• **JOB**
Reproduce verbatim the portion of the Kuhnen Natural Area passage that begins with "Located south of" and ends with "on June 18.".
** begin DOCUMENT PASSAGE **
In total, Kuhnen and his wife Rosalie have donated 205 acres of land to Lacombe County between two properties. Seeing families gather to enjoy the natural space makes it all worth it for Kuhnen because he can “give something to people that I never had in my life.”

“I never had one minute where I regret doing it when I see the amount of people using it, including the [Trans] Canada Trails there.” Kuhnen said. “For me, there’s nothing better than seeing a young lady with 4 or 5 children going hiking or biking. To me, that’s really something because I, in my life, lost my mother at a young age and never knew her.”

Located south of Alix on Range Road 23-0, the 65 acres overlooks the Red Deer River. The trails lead from the forested grounds to lookout spots on the north bank and then down to the river. The grand opening of the Kuhnen Natural Area was held on June 18.

The natural paths were developed by Kuhnen and the county has no plans for any further developments, according to Dale Freitag, director of planning service at Lacombe County.

“He actually developed the path that goes down to the river so there are some natural trails that are already there. We’re just leaving it in a path state, just a natural area. [There are] some informational signs on the trails so people can read about the area, but for the most part this is just going to be natural,” Freitag said.
** end DOCUMENT PASSAGE **
** begin DATASET **
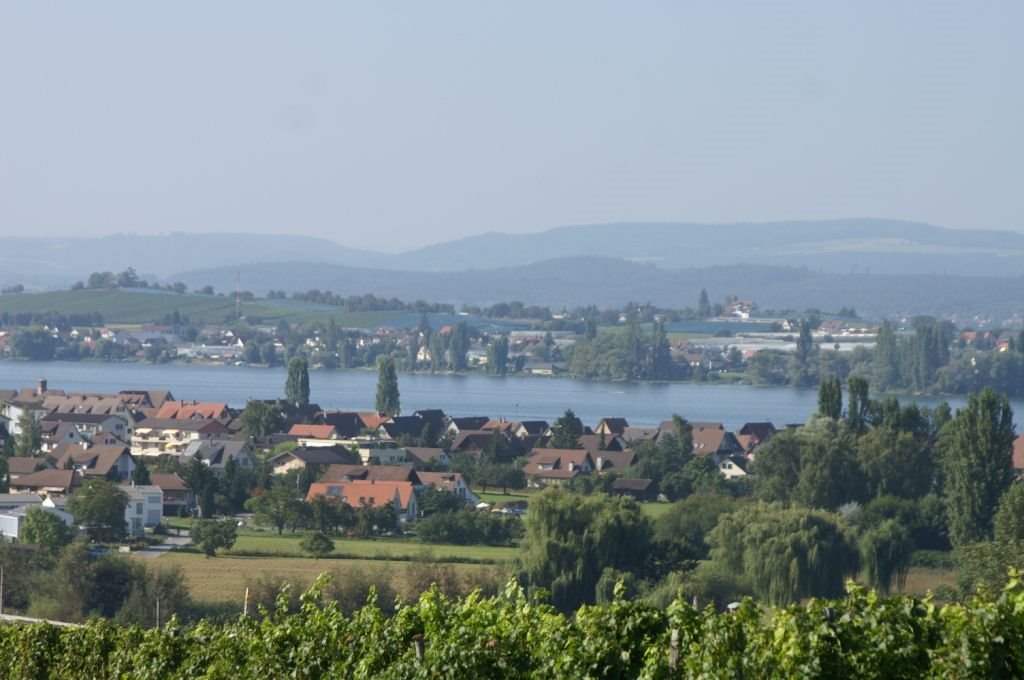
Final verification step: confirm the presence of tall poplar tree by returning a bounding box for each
[285,356,309,407]
[818,376,843,420]
[941,387,1014,547]
[377,355,401,416]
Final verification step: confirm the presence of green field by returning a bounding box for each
[224,530,518,563]
[0,290,402,328]
[146,552,507,608]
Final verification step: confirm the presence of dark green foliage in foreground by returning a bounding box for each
[0,578,1024,680]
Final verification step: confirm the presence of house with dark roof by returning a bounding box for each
[10,470,82,496]
[736,422,778,454]
[39,412,131,440]
[267,447,360,475]
[690,423,743,457]
[313,411,365,439]
[306,479,418,521]
[406,447,452,470]
[623,427,662,447]
[150,472,196,517]
[594,418,630,436]
[445,416,490,438]
[319,465,420,486]
[7,456,53,481]
[419,472,480,505]
[181,439,259,477]
[611,477,657,503]
[53,444,135,481]
[522,449,594,487]
[591,449,637,474]
[131,418,230,456]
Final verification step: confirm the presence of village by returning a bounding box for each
[0,380,806,541]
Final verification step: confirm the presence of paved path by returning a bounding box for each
[132,536,191,559]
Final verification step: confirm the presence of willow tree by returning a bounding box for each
[941,387,1015,547]
[520,490,652,611]
[708,503,859,605]
[860,519,913,595]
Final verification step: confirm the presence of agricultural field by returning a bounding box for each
[148,552,507,609]
[224,532,518,563]
[0,290,401,328]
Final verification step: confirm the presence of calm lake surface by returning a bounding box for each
[0,362,1007,429]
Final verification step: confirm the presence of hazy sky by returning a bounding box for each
[0,0,1024,251]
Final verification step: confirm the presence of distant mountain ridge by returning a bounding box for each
[174,257,1024,317]
[398,218,1024,277]
[0,218,1024,315]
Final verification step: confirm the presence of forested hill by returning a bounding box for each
[177,258,1024,317]
[392,219,1024,277]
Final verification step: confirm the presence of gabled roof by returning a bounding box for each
[690,423,743,456]
[315,411,366,439]
[611,477,654,494]
[54,443,131,477]
[580,434,627,456]
[594,418,630,434]
[135,418,228,433]
[406,447,447,465]
[39,411,123,424]
[150,472,191,494]
[182,439,253,468]
[7,456,53,475]
[418,472,462,492]
[413,409,444,434]
[288,425,338,439]
[157,400,230,420]
[591,449,637,472]
[449,416,490,432]
[377,416,423,439]
[321,465,420,484]
[517,420,551,436]
[10,470,82,493]
[267,447,358,466]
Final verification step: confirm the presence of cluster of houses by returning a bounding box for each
[8,380,1024,538]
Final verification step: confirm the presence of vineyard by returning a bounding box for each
[0,575,1024,680]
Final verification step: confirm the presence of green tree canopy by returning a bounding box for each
[708,504,858,605]
[377,356,401,416]
[551,409,583,449]
[68,479,128,541]
[941,388,1015,546]
[190,519,238,557]
[22,507,75,554]
[285,356,309,408]
[246,484,302,535]
[14,409,43,457]
[299,532,334,559]
[241,399,285,438]
[521,488,651,611]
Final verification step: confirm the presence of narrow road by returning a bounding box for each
[132,536,191,559]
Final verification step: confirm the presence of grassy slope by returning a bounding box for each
[149,553,502,607]
[226,533,517,562]
[0,290,400,328]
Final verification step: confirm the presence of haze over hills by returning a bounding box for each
[180,257,1024,317]
[0,219,1024,315]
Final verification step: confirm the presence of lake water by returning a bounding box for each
[0,362,1007,429]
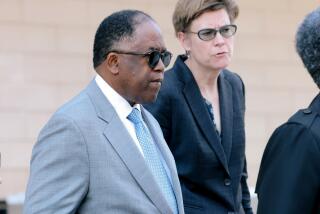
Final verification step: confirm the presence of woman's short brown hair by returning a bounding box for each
[172,0,239,34]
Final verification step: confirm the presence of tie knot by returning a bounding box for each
[128,108,142,124]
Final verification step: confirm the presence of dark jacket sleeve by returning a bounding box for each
[256,123,320,214]
[236,74,253,214]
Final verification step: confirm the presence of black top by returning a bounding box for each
[256,95,320,214]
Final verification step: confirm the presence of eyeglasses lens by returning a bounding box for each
[198,25,237,41]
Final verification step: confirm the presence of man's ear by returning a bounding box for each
[177,32,190,51]
[105,52,120,75]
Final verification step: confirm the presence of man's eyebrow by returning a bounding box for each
[148,47,167,52]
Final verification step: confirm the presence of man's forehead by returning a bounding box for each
[123,21,166,50]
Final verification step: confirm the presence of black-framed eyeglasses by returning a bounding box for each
[186,25,237,41]
[109,50,172,69]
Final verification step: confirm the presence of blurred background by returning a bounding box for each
[0,0,319,212]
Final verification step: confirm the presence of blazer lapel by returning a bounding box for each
[218,71,233,161]
[183,76,229,173]
[87,80,172,214]
[141,106,183,210]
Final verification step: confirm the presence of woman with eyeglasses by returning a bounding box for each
[146,0,252,214]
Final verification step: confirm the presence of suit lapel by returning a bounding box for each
[141,106,183,209]
[218,71,233,163]
[87,80,172,213]
[183,74,228,171]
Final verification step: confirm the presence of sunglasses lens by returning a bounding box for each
[161,51,171,67]
[149,51,161,68]
[149,51,171,69]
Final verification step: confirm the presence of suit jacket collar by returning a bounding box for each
[173,56,233,173]
[86,80,178,213]
[309,93,320,115]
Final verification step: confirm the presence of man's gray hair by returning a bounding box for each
[296,7,320,88]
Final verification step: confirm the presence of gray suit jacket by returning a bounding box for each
[24,80,184,214]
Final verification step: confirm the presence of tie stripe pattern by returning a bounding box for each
[128,108,178,213]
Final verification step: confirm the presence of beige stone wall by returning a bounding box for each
[0,0,319,198]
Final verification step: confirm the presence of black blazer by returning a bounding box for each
[256,95,320,214]
[146,56,252,214]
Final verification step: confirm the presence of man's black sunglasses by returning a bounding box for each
[109,50,172,69]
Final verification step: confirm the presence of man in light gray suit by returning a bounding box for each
[24,10,184,214]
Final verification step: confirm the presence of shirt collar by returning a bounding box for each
[95,74,141,119]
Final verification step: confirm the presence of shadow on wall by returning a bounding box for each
[0,190,258,214]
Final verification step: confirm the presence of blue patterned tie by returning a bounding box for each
** end DATASET **
• **SOLUTION FOR THIS TASK**
Located south of Alix on Range Road 23-0, the 65 acres overlooks the Red Deer River. The trails lead from the forested grounds to lookout spots on the north bank and then down to the river. The grand opening of the Kuhnen Natural Area was held on June 18.